What this exercise asks -
a – In the piece on the film made from Allen Ginsberg's "Howl," shorten the paragraph that begins "All three angles are twisted" into a bulleted list that keeps its main facts.
b – Carry on the piece about the film of "Howl" from the point where it ends.
*** Opening of Extract provided ***
The film sprouting from Allen Ginsberg's "Howl" could have been a documentary compiled from interviews, casting smoky light on the late poet's inspirations. It could have been a courtroom drama re-creating the McCarthy-era obscenity trial that followed the landmark poem's publication. Or it could have been some far-flung animated representation of Ginsberg's long-breathed, flowing, sometimes brutal images of "the best minds of [his] generation destroyed by madness." So which approach would much-honored documentarians Rob Epstein and Jeffrey Friedman choose?
The answer is Yes.
All three angles are twisted into the film's shape. James Franco plays the young Ginsberg circa the poem's debut and subsequent controversy. We see (and hear) him at the initial public reading in 1955 San Francisco and in flashbacks reflecting some of his important relationships with other seminal Beat figures such as Jack Kerouac and Neal Cassady. An imagined interview also unearths foundations of "Howl" — Ginsberg's loves and lusts; his failures and repression; his mother's lobotomy; his own time in a mental ward; the harrowing journey of a fellow patient.
*** Close of Extract provided ***
*** Opening of Extracted data ***
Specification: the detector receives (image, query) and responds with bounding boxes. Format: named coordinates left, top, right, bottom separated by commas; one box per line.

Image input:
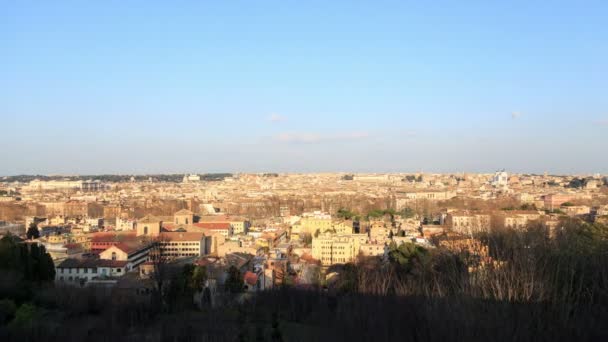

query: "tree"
left=224, top=266, right=243, bottom=293
left=388, top=242, right=427, bottom=269
left=302, top=233, right=312, bottom=246
left=336, top=208, right=357, bottom=220
left=400, top=207, right=416, bottom=218
left=148, top=237, right=170, bottom=310
left=26, top=222, right=40, bottom=240
left=190, top=266, right=207, bottom=292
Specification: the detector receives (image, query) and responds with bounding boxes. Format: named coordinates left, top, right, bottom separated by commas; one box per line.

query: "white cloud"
left=274, top=132, right=370, bottom=144
left=594, top=119, right=608, bottom=126
left=267, top=113, right=287, bottom=122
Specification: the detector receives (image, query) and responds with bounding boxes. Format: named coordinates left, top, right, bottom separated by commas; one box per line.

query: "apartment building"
left=445, top=211, right=492, bottom=235
left=312, top=234, right=367, bottom=266
left=55, top=258, right=128, bottom=286
left=158, top=232, right=208, bottom=259
left=99, top=242, right=153, bottom=271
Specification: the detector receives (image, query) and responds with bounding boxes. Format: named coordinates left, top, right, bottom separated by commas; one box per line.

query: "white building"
left=490, top=170, right=509, bottom=188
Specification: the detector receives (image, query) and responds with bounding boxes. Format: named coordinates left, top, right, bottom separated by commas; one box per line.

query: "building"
left=560, top=205, right=591, bottom=216
left=194, top=222, right=234, bottom=236
left=99, top=242, right=153, bottom=271
left=490, top=170, right=509, bottom=188
left=55, top=258, right=128, bottom=287
left=543, top=194, right=575, bottom=210
left=158, top=232, right=208, bottom=259
left=182, top=174, right=201, bottom=183
left=312, top=234, right=367, bottom=266
left=173, top=209, right=194, bottom=225
left=135, top=215, right=163, bottom=237
left=445, top=211, right=492, bottom=235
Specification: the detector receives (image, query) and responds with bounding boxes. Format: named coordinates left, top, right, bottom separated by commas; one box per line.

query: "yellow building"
left=292, top=217, right=333, bottom=235
left=173, top=209, right=194, bottom=225
left=136, top=215, right=162, bottom=237
left=159, top=232, right=207, bottom=259
left=312, top=234, right=360, bottom=266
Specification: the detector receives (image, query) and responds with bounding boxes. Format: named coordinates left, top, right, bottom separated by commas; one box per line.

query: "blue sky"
left=0, top=1, right=608, bottom=175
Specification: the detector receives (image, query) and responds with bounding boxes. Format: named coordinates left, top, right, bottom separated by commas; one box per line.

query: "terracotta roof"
left=108, top=243, right=147, bottom=254
left=57, top=258, right=128, bottom=268
left=243, top=271, right=258, bottom=286
left=137, top=215, right=162, bottom=223
left=91, top=232, right=136, bottom=242
left=173, top=209, right=194, bottom=215
left=194, top=222, right=230, bottom=230
left=160, top=232, right=205, bottom=241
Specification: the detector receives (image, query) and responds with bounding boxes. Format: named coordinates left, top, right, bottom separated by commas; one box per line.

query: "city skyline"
left=0, top=1, right=608, bottom=176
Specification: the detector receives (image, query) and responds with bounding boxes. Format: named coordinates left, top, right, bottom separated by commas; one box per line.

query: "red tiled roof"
left=160, top=232, right=205, bottom=241
left=243, top=271, right=258, bottom=286
left=57, top=258, right=128, bottom=268
left=194, top=222, right=230, bottom=230
left=91, top=232, right=136, bottom=242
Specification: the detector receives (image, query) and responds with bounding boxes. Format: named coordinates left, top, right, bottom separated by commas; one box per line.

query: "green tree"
left=388, top=242, right=427, bottom=270
left=400, top=207, right=416, bottom=218
left=336, top=208, right=357, bottom=220
left=224, top=266, right=243, bottom=293
left=26, top=222, right=40, bottom=240
left=11, top=303, right=40, bottom=328
left=190, top=266, right=207, bottom=291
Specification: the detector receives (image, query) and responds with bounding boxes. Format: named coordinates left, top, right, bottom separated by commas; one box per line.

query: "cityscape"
left=0, top=0, right=608, bottom=342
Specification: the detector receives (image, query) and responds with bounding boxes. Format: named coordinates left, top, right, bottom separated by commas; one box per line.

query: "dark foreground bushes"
left=0, top=289, right=608, bottom=342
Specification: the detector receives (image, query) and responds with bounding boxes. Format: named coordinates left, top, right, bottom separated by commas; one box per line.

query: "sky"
left=0, top=0, right=608, bottom=175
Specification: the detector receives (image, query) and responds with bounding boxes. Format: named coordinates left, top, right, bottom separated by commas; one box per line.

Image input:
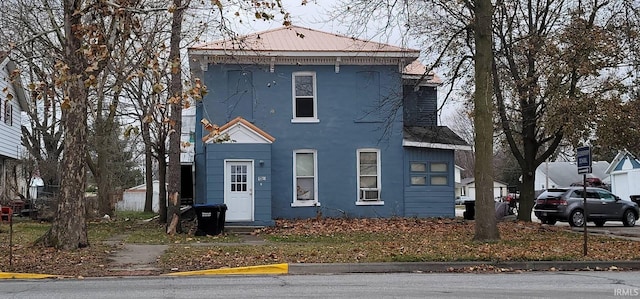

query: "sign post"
left=576, top=146, right=591, bottom=256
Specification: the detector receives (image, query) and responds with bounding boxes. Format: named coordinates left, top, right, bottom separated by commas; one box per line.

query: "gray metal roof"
left=403, top=126, right=471, bottom=150
left=190, top=26, right=420, bottom=58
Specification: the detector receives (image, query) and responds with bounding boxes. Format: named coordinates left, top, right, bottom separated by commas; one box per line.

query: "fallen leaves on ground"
left=161, top=218, right=640, bottom=272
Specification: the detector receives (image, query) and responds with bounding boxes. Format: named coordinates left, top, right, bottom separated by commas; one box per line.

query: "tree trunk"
left=40, top=0, right=89, bottom=250
left=518, top=171, right=535, bottom=222
left=474, top=0, right=500, bottom=241
left=167, top=0, right=188, bottom=234
left=142, top=121, right=153, bottom=213
left=158, top=156, right=167, bottom=223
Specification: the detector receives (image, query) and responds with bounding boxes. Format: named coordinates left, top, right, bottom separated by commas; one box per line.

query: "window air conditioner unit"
left=360, top=188, right=380, bottom=201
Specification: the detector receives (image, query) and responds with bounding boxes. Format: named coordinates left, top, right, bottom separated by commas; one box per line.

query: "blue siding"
left=404, top=147, right=455, bottom=217
left=195, top=64, right=454, bottom=225
left=200, top=65, right=404, bottom=218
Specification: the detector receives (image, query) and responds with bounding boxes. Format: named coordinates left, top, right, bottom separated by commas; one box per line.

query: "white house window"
left=356, top=149, right=383, bottom=205
left=292, top=150, right=318, bottom=206
left=4, top=102, right=13, bottom=126
left=411, top=162, right=427, bottom=185
left=429, top=162, right=449, bottom=186
left=291, top=72, right=318, bottom=122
*** Close of Extracted data ***
Task answers -
a –
- The film combines all three approaches.
- James Franco plays the young Ginsberg around the time of the poem's debut and the controversy that followed.
- Scenes show him at the first public reading, in San Francisco in 1955.
- Flashbacks show his relationships with other Beat figures such as Jack Kerouac and Neal Cassady.
- An imagined interview uncovers the roots of "Howl": Ginsberg's loves and lusts, his failures and repression, his mother's lobotomy, his own time in a mental ward, and the harrowing journey of a fellow patient.

b –
These pieces are intercut with courtroom scenes reenacted from trial transcripts in which a notoriously conservative judge ( Bob Balaban) must weigh the interests of protecting society from obscenity and protecting freedom of expression. A parade of good actors (including David Strathairn, the ubiquitous Jon Hamm and Mary-Louise Parker in a hilarious, all-too-brief appearance) brings the crucial debate to life.